> _SOURCE EXTRACT_
###

To be fair, political leaders on Staten Island have for years now been talking about turning an abandoned rail line along the North Shore into light rail; the city has made it clear that it has other priorities. Which is the other part of the island's problem: The city officials ultimately responsible for paying attention to Staten Island have tended to rely on what Richard Flanagan calls "bread and circuses" to keep it happy: a new minor-league baseball stadium, redoing the ferry terminal, closing the much-hated Fresh Kills landfill. "Compared to the Bronx and parts of Brooklyn, this is a solidly middle-class borough and other city residents have needs that need to be met first," Flanagan explains. "But the way city hall has met Staten Island's needs has been public relations and symbols, not the ongoing substantive engagement of government that goes on every day."
LACK OF LEADERSHIP
The result of all this is that no one--neither Staten Island's political leadership nor New York City's--seems to know how to start the process of building a constituency for grappling with the island's growth. At the City Planning Commission hearing in June, for instance, it was hard not to notice that when Michael Fazio, president of Staten Island's builders association, practically begged the commission to look into appropriate increases in density to meet the demand for housing, Burden's response was to put the onus on him and his colleagues. "If the Building Industry Association would actually look at sites that could be upzoned, then build a consensus in the community for upzoning," she said, "then that becomes a critical component of what you're bringing before us."
There are, in fact, a variety of efforts underway on Staten Island that could, eventually, bring about change. The plan for remaking the Markham Gardens public housing project, for instance, was hammered out by a group of clergy-led affordable housing advocates and North Shore politicians, and they've indicated that they plan to keep meeting. The island's chamber of commerce is working with city and state agencies to come up with a comprehensive transportation plan. And the City Planning Commission is working on proposals to develop the industrial land along the island's remote West Shore.

###

> _EXERCISE DIRECTIONS_
Rewrite the text about Staten Island from "There are, in" up to and including "remote West Shore.", changing "chamber of commerce" to "business council". These items are separate material and have no connection to the text about Staten Island.

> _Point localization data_
###

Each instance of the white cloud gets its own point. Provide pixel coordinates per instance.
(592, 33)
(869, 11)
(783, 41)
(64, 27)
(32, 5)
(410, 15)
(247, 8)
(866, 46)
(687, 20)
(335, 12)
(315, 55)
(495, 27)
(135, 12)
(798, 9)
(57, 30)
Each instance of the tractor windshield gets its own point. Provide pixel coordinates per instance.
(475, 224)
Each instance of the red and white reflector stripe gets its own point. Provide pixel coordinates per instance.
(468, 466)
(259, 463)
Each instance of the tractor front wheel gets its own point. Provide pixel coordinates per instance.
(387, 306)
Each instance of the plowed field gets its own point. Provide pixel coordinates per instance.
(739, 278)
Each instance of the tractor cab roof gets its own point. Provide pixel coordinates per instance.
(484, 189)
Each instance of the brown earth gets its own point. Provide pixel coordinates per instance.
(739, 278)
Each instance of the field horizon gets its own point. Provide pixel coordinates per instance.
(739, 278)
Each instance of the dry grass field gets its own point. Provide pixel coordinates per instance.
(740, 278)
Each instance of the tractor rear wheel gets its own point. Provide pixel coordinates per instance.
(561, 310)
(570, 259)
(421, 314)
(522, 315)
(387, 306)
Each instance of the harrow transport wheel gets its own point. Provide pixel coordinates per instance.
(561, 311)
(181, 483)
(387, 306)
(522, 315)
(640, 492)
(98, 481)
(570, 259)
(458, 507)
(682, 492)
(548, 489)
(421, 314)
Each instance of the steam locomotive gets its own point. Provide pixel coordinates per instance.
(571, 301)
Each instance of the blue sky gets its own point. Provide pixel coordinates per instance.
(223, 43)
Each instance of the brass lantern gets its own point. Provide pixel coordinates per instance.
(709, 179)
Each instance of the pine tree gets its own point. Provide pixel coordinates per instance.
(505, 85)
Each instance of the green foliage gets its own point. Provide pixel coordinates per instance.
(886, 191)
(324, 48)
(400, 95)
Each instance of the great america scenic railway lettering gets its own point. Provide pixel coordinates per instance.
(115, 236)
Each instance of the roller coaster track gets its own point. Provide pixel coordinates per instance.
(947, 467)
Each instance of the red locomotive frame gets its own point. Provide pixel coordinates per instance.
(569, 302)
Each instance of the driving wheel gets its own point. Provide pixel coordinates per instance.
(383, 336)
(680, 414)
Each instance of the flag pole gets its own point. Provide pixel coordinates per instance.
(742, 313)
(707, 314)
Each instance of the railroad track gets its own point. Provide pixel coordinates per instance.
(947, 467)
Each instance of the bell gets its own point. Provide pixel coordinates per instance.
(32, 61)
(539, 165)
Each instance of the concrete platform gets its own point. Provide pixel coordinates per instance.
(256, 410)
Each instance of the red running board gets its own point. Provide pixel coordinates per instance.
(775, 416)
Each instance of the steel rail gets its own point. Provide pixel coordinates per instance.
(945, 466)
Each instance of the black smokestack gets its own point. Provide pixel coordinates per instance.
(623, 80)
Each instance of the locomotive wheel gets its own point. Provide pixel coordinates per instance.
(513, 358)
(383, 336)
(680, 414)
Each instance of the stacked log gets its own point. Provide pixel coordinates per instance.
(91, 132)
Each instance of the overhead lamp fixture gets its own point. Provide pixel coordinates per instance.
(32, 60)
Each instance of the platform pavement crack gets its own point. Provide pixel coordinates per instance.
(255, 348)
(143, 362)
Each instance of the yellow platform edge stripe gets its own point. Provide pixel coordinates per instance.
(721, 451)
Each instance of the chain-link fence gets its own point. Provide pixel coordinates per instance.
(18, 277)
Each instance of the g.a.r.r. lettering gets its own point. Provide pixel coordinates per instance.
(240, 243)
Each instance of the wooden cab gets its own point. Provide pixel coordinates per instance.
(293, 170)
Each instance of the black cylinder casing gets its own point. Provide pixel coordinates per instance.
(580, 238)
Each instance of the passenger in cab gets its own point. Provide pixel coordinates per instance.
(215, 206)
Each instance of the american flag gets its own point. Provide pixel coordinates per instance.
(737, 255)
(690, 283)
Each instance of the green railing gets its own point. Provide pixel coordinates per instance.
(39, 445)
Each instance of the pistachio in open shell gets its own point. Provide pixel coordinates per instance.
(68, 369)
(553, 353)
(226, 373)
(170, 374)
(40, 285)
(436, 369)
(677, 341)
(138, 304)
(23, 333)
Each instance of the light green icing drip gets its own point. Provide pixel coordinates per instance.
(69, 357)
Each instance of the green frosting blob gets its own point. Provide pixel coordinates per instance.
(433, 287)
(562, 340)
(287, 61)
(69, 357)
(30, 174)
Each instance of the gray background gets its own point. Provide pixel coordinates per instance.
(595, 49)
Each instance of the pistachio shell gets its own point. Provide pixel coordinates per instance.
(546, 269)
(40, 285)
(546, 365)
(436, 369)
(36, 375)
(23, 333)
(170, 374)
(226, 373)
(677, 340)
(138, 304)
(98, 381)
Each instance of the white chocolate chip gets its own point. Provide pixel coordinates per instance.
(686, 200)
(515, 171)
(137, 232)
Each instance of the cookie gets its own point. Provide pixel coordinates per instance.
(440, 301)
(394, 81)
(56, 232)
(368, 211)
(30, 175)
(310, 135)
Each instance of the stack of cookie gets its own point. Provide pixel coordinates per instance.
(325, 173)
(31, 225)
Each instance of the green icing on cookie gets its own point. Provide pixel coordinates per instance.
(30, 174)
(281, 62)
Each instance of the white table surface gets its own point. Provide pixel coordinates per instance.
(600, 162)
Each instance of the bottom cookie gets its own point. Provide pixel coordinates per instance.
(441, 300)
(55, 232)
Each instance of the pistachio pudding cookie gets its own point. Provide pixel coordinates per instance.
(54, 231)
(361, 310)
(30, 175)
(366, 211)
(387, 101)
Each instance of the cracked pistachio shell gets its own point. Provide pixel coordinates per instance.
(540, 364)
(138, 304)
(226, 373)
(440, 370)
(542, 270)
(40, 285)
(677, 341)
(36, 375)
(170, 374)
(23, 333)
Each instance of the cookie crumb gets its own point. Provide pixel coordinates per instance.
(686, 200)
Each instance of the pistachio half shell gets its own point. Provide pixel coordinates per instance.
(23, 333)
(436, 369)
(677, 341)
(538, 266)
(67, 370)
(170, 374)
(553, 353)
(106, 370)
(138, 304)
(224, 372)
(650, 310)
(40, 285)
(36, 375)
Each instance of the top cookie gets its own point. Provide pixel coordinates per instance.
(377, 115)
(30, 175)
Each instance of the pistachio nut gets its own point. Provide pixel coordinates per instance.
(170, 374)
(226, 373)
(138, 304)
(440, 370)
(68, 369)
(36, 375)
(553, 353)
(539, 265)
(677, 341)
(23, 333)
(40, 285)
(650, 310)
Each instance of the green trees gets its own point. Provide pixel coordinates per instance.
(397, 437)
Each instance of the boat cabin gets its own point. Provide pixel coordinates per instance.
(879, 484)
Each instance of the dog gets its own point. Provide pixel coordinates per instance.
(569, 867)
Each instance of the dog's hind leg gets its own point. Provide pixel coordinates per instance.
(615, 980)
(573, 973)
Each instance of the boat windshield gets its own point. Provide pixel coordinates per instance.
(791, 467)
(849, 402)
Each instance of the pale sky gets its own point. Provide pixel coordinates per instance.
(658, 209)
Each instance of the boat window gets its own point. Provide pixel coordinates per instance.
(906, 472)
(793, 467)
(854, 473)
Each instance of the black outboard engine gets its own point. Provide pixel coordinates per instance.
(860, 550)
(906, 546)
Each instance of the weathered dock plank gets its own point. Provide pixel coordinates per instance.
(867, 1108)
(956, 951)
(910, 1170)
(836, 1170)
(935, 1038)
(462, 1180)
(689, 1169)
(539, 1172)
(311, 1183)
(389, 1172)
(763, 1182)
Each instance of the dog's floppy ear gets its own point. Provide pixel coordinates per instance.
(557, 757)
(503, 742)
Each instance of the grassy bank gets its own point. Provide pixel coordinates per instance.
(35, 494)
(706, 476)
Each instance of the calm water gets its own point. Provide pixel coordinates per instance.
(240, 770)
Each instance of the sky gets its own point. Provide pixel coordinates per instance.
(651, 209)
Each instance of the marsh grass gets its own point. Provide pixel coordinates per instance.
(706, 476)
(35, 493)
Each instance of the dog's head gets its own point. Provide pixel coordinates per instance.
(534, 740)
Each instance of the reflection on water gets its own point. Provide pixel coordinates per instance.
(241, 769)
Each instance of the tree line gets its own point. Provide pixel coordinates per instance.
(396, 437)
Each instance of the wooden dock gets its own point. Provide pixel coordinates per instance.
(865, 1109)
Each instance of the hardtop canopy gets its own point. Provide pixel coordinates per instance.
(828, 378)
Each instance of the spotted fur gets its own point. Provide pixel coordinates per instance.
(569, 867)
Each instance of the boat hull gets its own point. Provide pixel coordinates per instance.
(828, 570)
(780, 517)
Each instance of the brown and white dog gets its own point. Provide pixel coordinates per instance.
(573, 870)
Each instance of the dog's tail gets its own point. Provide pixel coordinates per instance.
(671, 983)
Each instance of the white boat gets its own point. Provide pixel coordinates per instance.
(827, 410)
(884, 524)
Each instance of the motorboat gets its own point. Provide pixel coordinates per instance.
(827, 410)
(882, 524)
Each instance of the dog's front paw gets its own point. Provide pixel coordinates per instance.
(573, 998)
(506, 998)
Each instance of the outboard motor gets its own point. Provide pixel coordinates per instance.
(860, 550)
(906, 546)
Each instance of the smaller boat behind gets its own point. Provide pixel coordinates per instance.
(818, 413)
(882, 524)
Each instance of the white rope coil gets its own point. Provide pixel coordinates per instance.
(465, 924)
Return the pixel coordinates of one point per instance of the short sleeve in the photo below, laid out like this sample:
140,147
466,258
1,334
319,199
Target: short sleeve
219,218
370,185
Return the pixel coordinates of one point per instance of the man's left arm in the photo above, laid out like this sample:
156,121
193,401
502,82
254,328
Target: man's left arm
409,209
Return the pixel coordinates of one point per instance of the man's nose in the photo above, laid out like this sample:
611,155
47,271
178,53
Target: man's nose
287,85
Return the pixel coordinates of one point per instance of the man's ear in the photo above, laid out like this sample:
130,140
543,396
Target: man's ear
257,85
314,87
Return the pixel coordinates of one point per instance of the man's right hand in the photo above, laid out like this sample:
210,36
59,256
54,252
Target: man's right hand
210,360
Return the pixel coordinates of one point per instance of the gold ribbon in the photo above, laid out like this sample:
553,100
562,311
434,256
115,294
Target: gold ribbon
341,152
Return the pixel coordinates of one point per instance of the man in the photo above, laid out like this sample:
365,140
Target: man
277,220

###

> _ANSWER TO THIS PROBLEM_
There are, in fact, a variety of efforts underway on Staten Island that could, eventually, bring about change. The plan for remaking the Markham Gardens public housing project, for instance, was hammered out by a group of clergy-led affordable housing advocates and North Shore politicians, and they've indicated that they plan to keep meeting. The island's business council is working with city and state agencies to come up with a comprehensive transportation plan. And the City Planning Commission is working on proposals to develop the industrial land along the island's remote West Shore.